Codestin Search App

Qingzheng-Wang · 2025-08-20T04:11:11Z

What did you change?

This PR adds a complete geolocation-aware language identification recipe and supporting infrastructure.

Core Implementation:

espnet2/lid/espnet_model_upstream_condition.py: ESPnet LID model with upstream lang2vec conditioning and downstream prediction
espnet2/lid/frontend/s3prl_condition.py: Modified S3PRL frontend supporting geolocation-aware conditioning
espnet2/lid/loss/aamsoftmax_sc_topk_lang2vec.py: AAMSoftmax loss with lang2vec prediction (supporting geo, phonology_knn, syntax_knn, inventory_knn)

Recipe:

egs2/geolid/lid1/: Complete recipe with data preparation, training scripts, and configurations
Support for VoxLingua107-only and Combined dataset training (combining 5 datasets in multiple domains, 157 languages, 9,865 hours)
Multiple model configurations: independent/shared conditioning, frozen/trainable conditioning projections

Why did you make this change?

This is an implementation of our ASRU paper Geolocation-Aware Robust Spoken Language Identification. Our proposed geolocation-aware LID improves the robustness of SSL-based LID systems in dialectal and accented variations.

Is your PR small enough?

Not exactly, but the majority consists of data preparation scripts that should be added together, and the core implementation components are interdependent.

Additional Context

Paper: "Geolocation-Aware Robust Spoken Language Identification" (ASRU 2025)
Depends on:

for more information, see https://pre-commit.ci

Fhrozen · 2025-08-21T13:00:10Z

This pull request introduces a new geolocation-aware spoken language identification (LID) recipe in ESPnet, along with detailed documentation, job scheduling configurations, and multiple training configurations. The main contributions are the addition of a robust, geolocation-conditioned LID model, comprehensive usage instructions, and support for various cluster environments.

Documentation and Usage:

Added a comprehensive README.md for the geolid/lid1 recipe, detailing the model's geolocation-aware innovations, installation of required dependencies, usage instructions, datasets, evaluation results, and citation information.

Job Scheduling and Cluster Support:

Added and documented cmd.sh to support multiple job scheduling backends (local, SGE, Slurm, PBS, SSH, JHU), enabling flexible training and inference on different compute environments.

To do:
1. According to the pull request thread on geolocation-aware language identification, how many languages and hours of speech does the Combined dataset contain?
2. Write the next part of the pull request thread on geolocation-aware language identification, starting right after the last sentence shown.

Extracted material:
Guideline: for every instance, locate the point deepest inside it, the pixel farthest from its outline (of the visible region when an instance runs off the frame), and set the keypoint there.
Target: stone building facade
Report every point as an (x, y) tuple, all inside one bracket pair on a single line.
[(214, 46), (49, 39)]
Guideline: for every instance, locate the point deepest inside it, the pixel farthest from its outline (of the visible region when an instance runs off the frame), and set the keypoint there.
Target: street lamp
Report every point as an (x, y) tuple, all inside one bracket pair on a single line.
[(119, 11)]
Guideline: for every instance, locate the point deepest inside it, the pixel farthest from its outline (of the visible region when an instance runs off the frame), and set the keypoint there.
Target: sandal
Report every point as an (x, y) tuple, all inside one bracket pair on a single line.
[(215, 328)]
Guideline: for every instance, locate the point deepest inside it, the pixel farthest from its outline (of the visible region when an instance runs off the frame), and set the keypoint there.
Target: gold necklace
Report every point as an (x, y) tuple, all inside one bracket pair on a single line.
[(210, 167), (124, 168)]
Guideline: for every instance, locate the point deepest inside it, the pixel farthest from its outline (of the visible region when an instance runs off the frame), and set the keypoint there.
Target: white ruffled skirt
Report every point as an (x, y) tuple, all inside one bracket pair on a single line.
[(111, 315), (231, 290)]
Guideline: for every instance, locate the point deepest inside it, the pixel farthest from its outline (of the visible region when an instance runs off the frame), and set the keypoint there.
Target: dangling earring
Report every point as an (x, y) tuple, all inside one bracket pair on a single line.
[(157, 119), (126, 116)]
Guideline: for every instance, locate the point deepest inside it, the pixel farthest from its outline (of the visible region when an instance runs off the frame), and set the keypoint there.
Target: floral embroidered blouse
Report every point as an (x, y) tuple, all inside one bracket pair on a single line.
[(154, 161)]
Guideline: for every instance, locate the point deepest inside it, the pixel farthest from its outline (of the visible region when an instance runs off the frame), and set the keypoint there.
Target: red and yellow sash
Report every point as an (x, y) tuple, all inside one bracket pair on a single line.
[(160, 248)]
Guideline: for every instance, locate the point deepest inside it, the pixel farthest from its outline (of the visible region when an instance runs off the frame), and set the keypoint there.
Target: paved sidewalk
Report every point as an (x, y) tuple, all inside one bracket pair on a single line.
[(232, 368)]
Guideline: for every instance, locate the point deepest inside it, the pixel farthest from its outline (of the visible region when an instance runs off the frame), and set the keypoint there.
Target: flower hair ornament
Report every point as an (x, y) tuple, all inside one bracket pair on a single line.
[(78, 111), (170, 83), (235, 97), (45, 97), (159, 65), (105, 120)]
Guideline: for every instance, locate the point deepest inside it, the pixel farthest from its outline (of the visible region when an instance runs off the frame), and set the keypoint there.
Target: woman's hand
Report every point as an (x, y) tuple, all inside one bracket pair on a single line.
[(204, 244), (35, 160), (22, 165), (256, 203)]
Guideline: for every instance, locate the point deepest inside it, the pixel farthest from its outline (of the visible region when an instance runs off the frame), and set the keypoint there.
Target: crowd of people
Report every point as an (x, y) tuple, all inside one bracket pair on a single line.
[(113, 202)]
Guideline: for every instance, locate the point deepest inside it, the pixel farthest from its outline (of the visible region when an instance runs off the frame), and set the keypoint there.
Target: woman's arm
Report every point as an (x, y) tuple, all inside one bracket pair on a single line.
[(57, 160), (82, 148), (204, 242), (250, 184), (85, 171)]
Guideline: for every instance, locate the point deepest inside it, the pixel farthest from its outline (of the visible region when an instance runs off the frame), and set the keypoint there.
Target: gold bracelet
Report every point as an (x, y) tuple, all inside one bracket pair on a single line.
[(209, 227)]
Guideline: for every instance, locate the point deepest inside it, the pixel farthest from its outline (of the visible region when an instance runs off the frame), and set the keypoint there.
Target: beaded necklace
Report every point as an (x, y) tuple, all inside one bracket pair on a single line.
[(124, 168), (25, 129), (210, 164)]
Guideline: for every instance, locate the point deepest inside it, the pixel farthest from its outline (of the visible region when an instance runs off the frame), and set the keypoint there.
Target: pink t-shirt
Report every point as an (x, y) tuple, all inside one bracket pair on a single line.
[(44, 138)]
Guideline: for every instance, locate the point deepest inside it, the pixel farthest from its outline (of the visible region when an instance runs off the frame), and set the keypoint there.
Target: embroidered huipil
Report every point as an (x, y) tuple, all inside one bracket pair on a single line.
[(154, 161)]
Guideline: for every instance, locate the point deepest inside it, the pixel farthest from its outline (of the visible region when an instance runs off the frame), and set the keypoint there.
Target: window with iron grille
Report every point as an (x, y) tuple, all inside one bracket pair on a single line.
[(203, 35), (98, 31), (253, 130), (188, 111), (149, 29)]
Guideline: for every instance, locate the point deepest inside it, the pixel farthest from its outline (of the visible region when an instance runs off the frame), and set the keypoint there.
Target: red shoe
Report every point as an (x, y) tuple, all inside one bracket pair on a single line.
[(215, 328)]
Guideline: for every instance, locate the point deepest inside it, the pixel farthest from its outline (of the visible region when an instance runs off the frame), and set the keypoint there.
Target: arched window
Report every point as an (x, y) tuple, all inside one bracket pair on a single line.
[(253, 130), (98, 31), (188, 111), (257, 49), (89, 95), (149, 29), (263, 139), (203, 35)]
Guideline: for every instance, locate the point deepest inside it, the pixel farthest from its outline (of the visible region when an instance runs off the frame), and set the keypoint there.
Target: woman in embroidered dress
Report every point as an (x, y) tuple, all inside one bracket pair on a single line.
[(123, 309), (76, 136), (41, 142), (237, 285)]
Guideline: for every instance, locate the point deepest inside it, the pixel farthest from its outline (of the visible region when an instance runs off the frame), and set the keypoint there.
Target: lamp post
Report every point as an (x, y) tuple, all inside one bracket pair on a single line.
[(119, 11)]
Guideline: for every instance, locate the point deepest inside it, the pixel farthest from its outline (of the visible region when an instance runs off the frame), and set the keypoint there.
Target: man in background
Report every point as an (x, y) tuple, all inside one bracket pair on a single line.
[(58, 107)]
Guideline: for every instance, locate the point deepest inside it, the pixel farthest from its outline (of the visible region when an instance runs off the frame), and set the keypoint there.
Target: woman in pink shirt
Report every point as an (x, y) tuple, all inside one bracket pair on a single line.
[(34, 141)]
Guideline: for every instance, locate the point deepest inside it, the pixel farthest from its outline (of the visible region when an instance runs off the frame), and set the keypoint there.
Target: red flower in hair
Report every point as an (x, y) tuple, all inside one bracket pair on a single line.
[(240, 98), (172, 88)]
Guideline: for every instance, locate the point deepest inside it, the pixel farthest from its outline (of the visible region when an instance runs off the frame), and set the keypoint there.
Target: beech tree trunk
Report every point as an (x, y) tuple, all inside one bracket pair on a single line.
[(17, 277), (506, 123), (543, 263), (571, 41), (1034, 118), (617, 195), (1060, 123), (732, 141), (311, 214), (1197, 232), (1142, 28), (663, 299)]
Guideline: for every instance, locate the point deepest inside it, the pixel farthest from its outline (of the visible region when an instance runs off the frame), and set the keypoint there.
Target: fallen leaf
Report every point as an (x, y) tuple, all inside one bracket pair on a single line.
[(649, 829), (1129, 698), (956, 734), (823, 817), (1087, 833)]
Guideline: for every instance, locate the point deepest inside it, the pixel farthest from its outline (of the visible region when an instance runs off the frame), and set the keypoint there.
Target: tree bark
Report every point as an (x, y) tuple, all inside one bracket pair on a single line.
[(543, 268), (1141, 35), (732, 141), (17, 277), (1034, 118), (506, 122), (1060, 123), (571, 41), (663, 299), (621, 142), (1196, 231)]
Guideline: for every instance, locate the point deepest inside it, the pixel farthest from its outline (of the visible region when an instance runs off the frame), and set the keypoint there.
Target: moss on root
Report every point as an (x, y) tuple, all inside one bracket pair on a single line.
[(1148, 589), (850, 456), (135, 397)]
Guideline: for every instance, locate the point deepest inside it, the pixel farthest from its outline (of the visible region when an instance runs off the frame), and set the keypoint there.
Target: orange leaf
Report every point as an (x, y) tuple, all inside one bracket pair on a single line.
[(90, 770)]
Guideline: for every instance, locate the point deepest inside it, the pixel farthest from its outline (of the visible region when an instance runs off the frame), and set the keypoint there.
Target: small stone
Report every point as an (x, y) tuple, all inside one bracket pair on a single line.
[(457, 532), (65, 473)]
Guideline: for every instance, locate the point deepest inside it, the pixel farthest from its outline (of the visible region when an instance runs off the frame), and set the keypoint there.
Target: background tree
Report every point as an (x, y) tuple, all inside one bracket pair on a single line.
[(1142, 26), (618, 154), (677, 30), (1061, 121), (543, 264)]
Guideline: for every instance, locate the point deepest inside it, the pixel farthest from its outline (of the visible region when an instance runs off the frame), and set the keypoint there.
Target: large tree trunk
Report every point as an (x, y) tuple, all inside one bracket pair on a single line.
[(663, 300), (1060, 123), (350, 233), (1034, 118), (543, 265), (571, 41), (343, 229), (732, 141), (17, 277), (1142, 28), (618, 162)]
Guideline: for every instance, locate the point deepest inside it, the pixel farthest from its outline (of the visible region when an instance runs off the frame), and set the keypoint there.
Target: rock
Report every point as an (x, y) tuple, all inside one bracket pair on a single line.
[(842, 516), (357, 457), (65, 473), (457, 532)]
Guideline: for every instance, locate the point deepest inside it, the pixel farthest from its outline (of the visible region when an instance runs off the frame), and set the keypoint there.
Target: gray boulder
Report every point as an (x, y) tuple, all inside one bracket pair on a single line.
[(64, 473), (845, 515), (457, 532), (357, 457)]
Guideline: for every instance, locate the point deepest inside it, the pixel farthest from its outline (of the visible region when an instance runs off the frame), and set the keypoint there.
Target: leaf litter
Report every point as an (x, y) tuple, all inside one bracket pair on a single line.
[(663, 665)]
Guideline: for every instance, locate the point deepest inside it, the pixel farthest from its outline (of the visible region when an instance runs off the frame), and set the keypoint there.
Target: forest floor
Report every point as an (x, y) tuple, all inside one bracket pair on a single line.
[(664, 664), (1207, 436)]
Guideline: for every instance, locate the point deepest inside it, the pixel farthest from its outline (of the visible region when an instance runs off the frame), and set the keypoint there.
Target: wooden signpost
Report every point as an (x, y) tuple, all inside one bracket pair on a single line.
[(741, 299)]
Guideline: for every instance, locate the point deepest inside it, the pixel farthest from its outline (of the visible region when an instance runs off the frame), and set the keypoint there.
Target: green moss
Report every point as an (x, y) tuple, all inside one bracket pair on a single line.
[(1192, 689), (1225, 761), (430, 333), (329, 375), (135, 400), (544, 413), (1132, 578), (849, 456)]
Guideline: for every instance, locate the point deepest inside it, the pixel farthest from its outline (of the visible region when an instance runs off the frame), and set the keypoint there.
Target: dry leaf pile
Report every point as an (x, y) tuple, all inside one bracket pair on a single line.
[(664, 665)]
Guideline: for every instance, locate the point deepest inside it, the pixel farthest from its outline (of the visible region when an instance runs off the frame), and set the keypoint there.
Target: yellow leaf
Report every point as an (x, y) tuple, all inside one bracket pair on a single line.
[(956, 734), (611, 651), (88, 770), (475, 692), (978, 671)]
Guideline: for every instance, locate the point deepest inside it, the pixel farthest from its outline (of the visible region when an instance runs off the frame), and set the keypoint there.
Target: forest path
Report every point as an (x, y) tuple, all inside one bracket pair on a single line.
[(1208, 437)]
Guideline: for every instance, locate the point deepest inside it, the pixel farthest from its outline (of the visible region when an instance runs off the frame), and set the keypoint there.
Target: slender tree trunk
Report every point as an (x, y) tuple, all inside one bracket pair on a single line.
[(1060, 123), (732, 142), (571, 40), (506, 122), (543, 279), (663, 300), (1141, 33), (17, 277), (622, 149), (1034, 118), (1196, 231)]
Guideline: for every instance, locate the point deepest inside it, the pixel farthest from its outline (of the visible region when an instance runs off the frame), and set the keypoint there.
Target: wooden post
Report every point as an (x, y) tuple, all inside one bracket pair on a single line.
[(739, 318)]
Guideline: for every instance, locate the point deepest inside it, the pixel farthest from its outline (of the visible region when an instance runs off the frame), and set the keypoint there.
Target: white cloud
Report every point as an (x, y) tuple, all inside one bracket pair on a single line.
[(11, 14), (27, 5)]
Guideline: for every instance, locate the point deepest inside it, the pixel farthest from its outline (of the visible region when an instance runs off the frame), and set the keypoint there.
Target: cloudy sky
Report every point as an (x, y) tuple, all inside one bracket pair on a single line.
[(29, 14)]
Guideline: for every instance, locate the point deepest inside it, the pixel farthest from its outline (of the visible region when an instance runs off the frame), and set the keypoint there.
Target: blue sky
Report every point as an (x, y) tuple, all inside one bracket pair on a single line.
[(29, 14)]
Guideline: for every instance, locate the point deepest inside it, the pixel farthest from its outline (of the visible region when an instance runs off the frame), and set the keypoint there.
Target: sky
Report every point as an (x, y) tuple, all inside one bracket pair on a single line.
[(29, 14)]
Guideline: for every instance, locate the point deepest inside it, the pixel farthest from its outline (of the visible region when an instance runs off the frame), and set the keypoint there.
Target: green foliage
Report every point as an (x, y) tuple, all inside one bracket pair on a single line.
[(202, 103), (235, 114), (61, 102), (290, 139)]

Set of answers:
1. 157 languages and 9,865 hours.

2.
Added default configuration files for SGE (conf/queue.conf), Slurm (conf/slurm.conf), and PBS (conf/pbs.conf) to facilitate job submission and resource allocation on various cluster types. [1] [2] [3]

Model Configuration:

Added a training configuration for the combined dataset setup (conf/combined/mms_ecapa_upcon_32_44_it0.4_shared_trainable.yaml), featuring shared geolocation conditioning modules, multilayer features, and advanced training strategies.
Added a training configuration for VoxLingua107-only with independent and frozen conditioning modules (conf/voxlingua107_only/mms_ecapa_upcon_32_44_it0.4_independent_frozen.yaml), supporting reproducibility and ablation studies.

sw005320 · 2025-09-22T11:15:24Z

This would be the last PR.
Please continue working on it.

sw005320 · 2025-09-23T14:27:11Z

@Qingzheng-Wang, @brianyan918 wants to use this.
Can you accelerate this PR?

Qingzheng-Wang · 2025-09-24T04:36:43Z

@Qingzheng-Wang, @brianyan918 wants to use this. Can you accelerate this PR?

Sure!

codecov · 2025-09-24T06:27:26Z

Codecov Report

❌ Patch coverage is 40.90909% with 195 lines in your changes missing coverage. Please review.
✅ Project coverage is 56.71%. Comparing base (265913a) to head (06c8961).
⚠️ Report is 749 commits behind head on master.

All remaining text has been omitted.